- Extrait à lire:
**********

Vu la procédure suivante :
Procédure contentieuse antérieure :
M. A... B... a demandé au tribunal administratif de Poitiers d'annuler l'arrêté du maire de Montendre du 12 novembre 2018 portant délimitation du domaine public communal.
Par un jugement n° 1900064 du 16 juin 2020, le tribunal administratif de Poitiers a rejeté sa demande.
Procédure devant la cour avant cassation :
Par un arrêt n° 20BX02602 du 17 novembre 2022, la cour administrative d'appel de Bordeaux a notamment annulé l'arrêté du maire de Montendre du 12 novembre 2018 en tant qu'il inclut dans l'emprise du domaine public la portion de terrain appartenant à M. B... comprise entre les points B et F du plan annexé à cet arrêté ainsi que le jugement du tribunal administratif de Poitiers du 16 juin 2020 en tant qu'il ne prononçait pas cette annulation, et a enjoint au maire de Montendre de prendre un arrêté de délimitation du domaine public de la fontaine de l'Essert tenant compte des limites de ce domaine décrites dans l'arrêt.
Par une décision n° 470623 du 18 octobre 2023, le Conseil d'Etat a annulé cette partie du dispositif de l'arrêt du 17 novembre 2022 et a renvoyé dans cette mesure l'affaire à la cour administrative d'appel de Bordeaux.
Procédure devant la cour après cassation :
Par un mémoire du 27 septembre 2024, M. B..., représenté par Me Ferrer, demande à la cour d'annuler l'arrêté du maire de la commune de Montendre du 12 novembre 2018 portant délimitation du domaine public communal, d'enjoindre au maire de Montendre, après détermination de l'appartenance au domaine public ou au domaine privé de la commune en considération de l'arrêt à intervenir, soit de prendre un arrêté de délimitation, soit de faire réaliser un bornage sous le contrôle du juge judiciaire, et de mettre à la charge de la commune de Montendre une somme de 3 000 euros sur le fondement de l'article L. 761-1 du code de justice administrative.
Il soutient que :
- l'arrêté litigieux n'a pas une simple portée déclarative ; il ne comporte pas de précisions cadastrales et considère que le terrain d'emprise de la fontaine appartient au domaine public sans qu'aucune décision préalable du conseil municipal ne soit intervenue ; or le maire n'était pas compétent pour déterminer l'appartenance au domaine public de cette fontaine, seul le conseil municipal pouvait y procéder ; cet arrêté porte atteinte au droit de propriété de M. B... et est ainsi entaché d'un détournement de pouvoir ;
- l'arrêté est insuffisamment précis, il devait mentionner les références cadastrales ;
- la délimitation aurait dû se faire sur la base du document d'arpentage du 6 novembre 2001 ; le domaine public délimité par l'arrêté litigieux excède le domaine appartenant à la commune de Montendre et constitue une emprise irrégulière ;
- le chemin d'accès à la fontaine a pour seule utilité sa desserte, sans aménagement particulier en rapport avec son affectation ; les parcelles lui servant d'emprise ne pouvaient par suite être regardées comme appartenant au domaine public communal.

**********

- Extrait de données:
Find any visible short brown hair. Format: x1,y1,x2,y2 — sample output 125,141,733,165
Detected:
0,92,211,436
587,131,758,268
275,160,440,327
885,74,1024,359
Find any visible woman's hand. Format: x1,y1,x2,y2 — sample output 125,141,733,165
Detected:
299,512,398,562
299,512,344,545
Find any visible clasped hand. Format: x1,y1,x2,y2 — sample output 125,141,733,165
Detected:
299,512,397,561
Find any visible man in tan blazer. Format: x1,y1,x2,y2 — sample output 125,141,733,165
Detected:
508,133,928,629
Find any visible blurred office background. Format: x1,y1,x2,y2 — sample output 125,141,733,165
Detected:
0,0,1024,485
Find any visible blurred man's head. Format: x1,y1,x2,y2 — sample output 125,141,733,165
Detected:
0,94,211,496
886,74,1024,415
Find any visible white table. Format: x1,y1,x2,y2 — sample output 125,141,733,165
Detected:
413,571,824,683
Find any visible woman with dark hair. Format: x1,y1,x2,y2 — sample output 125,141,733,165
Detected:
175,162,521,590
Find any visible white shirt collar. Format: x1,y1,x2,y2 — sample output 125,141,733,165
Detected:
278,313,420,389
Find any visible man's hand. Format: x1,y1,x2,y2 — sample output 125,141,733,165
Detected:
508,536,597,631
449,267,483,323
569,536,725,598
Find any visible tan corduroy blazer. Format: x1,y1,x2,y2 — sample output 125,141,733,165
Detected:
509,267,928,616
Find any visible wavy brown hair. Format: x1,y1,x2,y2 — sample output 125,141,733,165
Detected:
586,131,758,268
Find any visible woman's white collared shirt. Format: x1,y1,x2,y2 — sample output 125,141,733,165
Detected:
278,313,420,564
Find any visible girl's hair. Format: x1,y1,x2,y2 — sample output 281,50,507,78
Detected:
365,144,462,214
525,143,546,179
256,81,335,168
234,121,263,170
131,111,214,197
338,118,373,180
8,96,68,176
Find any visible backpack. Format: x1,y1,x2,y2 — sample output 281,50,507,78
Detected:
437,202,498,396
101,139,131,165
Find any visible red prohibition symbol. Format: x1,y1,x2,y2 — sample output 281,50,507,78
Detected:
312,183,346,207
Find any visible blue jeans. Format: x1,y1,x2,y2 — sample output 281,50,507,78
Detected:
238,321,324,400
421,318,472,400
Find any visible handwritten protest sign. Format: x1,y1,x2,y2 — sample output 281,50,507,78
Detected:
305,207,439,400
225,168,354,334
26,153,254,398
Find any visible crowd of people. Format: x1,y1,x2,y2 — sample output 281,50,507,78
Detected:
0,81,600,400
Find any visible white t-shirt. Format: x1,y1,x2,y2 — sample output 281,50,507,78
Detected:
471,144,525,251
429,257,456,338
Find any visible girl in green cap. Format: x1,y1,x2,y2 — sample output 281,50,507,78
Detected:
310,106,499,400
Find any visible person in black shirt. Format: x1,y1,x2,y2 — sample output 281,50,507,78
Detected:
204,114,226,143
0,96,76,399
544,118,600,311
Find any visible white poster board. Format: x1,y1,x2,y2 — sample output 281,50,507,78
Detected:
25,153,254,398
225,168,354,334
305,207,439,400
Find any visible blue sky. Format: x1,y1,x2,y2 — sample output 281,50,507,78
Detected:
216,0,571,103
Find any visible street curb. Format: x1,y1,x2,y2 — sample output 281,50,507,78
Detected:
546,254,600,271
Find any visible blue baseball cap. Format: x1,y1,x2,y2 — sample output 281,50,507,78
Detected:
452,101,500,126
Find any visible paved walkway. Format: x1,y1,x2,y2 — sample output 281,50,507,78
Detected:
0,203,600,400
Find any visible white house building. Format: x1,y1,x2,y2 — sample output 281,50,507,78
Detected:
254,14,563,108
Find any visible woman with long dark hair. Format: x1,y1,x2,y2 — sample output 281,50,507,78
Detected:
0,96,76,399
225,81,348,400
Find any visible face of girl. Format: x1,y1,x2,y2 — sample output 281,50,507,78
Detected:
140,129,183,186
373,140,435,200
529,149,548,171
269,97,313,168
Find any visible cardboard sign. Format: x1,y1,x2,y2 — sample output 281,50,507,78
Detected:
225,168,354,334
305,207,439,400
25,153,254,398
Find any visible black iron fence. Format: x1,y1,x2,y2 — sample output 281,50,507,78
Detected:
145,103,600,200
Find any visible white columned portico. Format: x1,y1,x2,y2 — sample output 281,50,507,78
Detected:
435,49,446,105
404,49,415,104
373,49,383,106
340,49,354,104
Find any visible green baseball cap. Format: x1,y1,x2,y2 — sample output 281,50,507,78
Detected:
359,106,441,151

**********

- Travail à réaliser:
1. Extrayez de la liste, sans y changer un seul caractère, les lignes qui vont de celle contenant « Find any visible white t-shirt. » jusqu'à celle contenant « 340,49,354,104 », ces deux lignes comprises.
2. Rédigez la suite de la décision de justice sur la délimitation du domaine public de la commune de Montendre, en reprenant après sa dernière phrase.

- Réponses par tâche:
1.
Find any visible white t-shirt. Format: x1,y1,x2,y2 — sample output 281,50,507,78
Detected:
471,144,525,251
429,257,456,338
Find any visible girl in green cap. Format: x1,y1,x2,y2 — sample output 281,50,507,78
Detected:
310,106,499,400
Find any visible person in black shirt. Format: x1,y1,x2,y2 — sample output 281,50,507,78
Detected:
204,114,226,143
0,96,76,399
544,118,600,311
Find any visible white poster board. Format: x1,y1,x2,y2 — sample output 281,50,507,78
Detected:
25,153,254,398
225,168,354,334
305,207,439,400
Find any visible blue sky. Format: x1,y1,x2,y2 — sample output 281,50,507,78
Detected:
216,0,571,103
Find any visible street curb. Format: x1,y1,x2,y2 — sample output 281,50,507,78
Detected:
546,254,600,271
Find any visible blue baseball cap. Format: x1,y1,x2,y2 — sample output 281,50,507,78
Detected:
452,101,500,126
Find any visible paved walkway. Format: x1,y1,x2,y2 — sample output 281,50,507,78
Detected:
0,203,600,400
Find any visible white house building. Format: x1,y1,x2,y2 — sample output 281,50,507,78
Detected:
254,14,563,108
Find any visible woman with long dark hair. Format: x1,y1,x2,y2 — sample output 281,50,507,78
Detected:
0,96,76,399
225,81,348,400
Find any visible face of girl. Format: x1,y1,x2,y2 — sample output 281,50,507,78
Detected:
140,129,183,186
373,140,435,200
529,149,548,171
269,97,313,168
Find any visible cardboard sign. Format: x1,y1,x2,y2 — sample output 281,50,507,78
Detected:
225,168,354,334
305,207,439,400
25,153,254,398
Find any visible black iron fence. Format: x1,y1,x2,y2 — sample output 281,50,507,78
Detected:
145,103,600,200
Find any visible white columned portico. Format: x1,y1,x2,y2 — sample output 281,50,507,78
Detected:
435,49,446,105
404,49,415,104
373,49,383,106
340,49,354,104

2.
Par un mémoire en défense enregistré le 7 octobre 2024 et complété de pièces le même jour, la commune de Montendre, représentée par Me Denis, conclut au rejet de la requête et à ce que soit mise à la charge de M. B... une somme de 3 000 euros au titre de l'article L. 761-1 du code de justice administrative.
Elle fait valoir que les moyens soulevés par M. B... ne sont pas fondés.
Par une ordonnance du 8 octobre 2024, la clôture de l'instruction a été fixée en dernier lieu au 22 octobre 2024 à 12h00.
Vu les autres pièces du dossier ;
Vu :
- le code général des collectivités territoriales ;
- le code de la voirie routière ;
- le code de justice administrative.
Les parties ont été régulièrement averties du jour de l'audience.
Ont été entendus au cours de l'audience publique :
- le rapport de M. Laurent Pouget,
- les conclusions de M. Julien Dufour, rapporteur public ;
- et les observations de Me Ferrer, représentant M. B....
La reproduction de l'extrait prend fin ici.